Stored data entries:
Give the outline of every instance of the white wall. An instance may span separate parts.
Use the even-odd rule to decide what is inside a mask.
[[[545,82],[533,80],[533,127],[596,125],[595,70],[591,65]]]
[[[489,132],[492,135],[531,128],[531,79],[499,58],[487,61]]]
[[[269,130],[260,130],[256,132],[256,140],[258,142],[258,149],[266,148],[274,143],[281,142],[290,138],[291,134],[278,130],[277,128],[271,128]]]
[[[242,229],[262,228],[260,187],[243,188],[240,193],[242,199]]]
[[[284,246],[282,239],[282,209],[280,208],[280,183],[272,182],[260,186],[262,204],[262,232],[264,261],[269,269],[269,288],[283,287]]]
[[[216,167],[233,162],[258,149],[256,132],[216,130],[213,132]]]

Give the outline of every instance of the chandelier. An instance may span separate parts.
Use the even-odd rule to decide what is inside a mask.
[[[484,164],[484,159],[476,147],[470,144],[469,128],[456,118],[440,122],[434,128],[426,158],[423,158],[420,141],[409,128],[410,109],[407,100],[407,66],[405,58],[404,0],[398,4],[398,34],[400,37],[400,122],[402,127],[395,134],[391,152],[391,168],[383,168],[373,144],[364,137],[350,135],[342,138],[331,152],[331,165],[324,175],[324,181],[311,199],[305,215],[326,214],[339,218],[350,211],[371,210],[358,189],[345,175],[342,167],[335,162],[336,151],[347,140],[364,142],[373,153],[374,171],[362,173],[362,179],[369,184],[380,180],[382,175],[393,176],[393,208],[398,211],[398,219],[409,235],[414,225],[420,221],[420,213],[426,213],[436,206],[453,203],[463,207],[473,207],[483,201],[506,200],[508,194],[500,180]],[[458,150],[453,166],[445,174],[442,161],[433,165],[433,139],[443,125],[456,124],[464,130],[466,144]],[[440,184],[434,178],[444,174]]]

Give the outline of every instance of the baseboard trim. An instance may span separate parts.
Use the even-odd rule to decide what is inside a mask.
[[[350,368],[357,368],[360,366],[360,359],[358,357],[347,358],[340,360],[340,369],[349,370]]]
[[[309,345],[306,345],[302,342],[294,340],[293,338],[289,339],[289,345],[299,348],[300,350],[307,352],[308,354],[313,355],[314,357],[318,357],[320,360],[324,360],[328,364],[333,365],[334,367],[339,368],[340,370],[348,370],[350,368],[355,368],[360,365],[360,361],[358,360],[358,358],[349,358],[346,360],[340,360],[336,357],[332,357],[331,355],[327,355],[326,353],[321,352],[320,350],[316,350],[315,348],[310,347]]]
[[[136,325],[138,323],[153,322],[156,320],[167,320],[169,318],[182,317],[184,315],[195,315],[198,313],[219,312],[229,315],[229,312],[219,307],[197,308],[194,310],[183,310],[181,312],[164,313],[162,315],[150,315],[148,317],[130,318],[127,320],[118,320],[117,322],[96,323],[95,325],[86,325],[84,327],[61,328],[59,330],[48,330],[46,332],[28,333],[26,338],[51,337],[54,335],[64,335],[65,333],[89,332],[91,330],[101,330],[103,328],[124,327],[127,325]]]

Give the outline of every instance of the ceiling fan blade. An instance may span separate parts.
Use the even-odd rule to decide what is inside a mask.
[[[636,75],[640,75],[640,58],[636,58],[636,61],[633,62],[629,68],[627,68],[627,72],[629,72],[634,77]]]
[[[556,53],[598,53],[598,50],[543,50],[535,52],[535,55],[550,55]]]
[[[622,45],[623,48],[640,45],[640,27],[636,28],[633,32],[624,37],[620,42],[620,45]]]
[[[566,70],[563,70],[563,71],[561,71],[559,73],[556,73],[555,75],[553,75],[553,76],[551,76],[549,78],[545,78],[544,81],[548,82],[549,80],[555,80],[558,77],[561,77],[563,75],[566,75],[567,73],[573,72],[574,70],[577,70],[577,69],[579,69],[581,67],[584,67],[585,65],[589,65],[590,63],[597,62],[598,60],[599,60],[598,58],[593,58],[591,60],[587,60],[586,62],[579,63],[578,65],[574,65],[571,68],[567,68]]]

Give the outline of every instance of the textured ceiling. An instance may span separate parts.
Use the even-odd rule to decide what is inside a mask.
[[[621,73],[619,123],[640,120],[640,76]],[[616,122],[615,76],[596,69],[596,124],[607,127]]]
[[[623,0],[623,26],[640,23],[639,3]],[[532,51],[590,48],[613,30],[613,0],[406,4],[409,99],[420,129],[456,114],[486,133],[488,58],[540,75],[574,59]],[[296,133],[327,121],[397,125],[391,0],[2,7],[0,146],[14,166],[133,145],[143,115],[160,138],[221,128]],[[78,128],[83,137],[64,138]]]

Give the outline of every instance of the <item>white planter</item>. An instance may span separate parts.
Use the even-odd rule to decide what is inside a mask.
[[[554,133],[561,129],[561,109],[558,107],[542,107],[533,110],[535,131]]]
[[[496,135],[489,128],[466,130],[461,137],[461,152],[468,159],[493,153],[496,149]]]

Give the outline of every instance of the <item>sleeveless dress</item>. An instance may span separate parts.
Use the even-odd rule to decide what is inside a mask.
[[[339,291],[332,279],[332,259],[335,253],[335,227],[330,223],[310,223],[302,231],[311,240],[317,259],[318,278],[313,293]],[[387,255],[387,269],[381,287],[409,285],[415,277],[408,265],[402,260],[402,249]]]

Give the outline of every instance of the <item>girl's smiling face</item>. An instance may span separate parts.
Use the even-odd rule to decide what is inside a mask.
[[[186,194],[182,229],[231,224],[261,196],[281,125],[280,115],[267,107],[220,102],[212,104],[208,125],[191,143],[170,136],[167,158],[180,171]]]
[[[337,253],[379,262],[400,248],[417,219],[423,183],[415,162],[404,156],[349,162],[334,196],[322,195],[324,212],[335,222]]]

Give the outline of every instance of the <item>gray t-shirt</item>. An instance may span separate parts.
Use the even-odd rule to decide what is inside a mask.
==
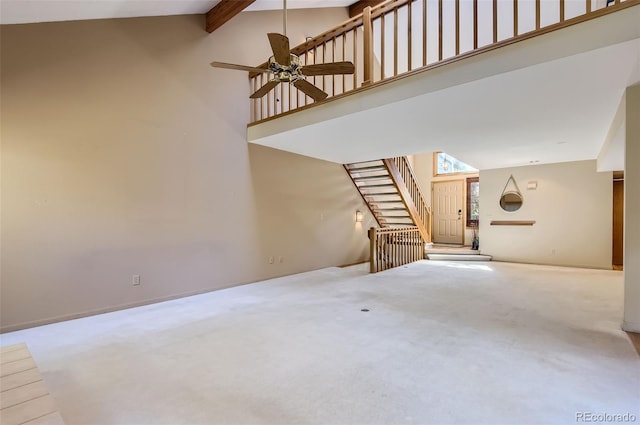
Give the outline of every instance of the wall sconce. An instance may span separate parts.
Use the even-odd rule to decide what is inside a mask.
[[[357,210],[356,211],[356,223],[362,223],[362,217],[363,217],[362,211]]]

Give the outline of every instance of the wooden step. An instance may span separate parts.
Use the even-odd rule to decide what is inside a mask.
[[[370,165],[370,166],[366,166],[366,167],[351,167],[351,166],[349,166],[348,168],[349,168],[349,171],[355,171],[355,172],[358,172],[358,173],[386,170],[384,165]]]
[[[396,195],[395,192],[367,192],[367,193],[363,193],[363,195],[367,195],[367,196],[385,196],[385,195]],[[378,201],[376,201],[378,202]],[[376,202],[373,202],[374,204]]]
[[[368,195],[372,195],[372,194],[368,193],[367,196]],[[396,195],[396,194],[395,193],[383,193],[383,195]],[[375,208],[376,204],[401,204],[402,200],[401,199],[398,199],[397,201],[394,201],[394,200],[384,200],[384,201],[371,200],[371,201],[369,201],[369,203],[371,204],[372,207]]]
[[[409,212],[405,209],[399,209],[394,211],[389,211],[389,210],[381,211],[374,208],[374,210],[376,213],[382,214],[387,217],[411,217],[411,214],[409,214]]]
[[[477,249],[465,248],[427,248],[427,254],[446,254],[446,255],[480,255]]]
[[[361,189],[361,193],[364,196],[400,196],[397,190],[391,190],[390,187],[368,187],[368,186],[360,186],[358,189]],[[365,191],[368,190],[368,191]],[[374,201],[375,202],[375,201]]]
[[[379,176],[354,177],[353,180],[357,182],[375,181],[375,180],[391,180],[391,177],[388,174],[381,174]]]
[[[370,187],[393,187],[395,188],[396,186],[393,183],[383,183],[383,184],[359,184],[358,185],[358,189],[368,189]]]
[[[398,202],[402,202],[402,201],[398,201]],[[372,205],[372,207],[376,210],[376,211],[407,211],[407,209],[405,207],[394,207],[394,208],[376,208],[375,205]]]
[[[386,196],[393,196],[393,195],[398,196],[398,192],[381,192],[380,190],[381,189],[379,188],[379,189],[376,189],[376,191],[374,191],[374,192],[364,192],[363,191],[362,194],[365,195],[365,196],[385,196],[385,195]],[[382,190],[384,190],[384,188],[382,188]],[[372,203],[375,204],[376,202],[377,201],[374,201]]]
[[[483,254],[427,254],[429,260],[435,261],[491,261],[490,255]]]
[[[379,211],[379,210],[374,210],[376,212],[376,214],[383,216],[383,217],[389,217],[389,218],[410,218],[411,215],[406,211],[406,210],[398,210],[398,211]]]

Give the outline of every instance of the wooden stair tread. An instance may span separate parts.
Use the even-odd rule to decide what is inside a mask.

* Work required: Which lines above run from the one containing "Give the outline of every instance of the white" to the one containing "Give the outline of every instance of the chandelier."? Give them again exactly, both ends included.

* Task result:
Give the outline of every instance of the white wall. An instance may span separate parts.
Use the even-odd rule to decide what is inside a mask.
[[[545,82],[533,80],[533,127],[596,125],[595,70],[591,65]]]
[[[489,132],[492,135],[531,128],[531,79],[499,58],[487,61]]]
[[[269,130],[260,130],[256,132],[256,140],[258,142],[258,149],[266,148],[274,143],[281,142],[290,138],[291,134],[278,130],[277,128],[271,128]]]
[[[242,229],[262,228],[260,187],[243,188],[240,193],[242,199]]]
[[[284,246],[282,239],[282,209],[280,208],[280,183],[272,182],[260,186],[262,204],[262,232],[264,261],[269,269],[269,288],[283,287]]]
[[[216,167],[233,162],[258,149],[256,132],[216,130],[213,132]]]

Give the outline of every instance of the chandelier. An instance may span separate parts.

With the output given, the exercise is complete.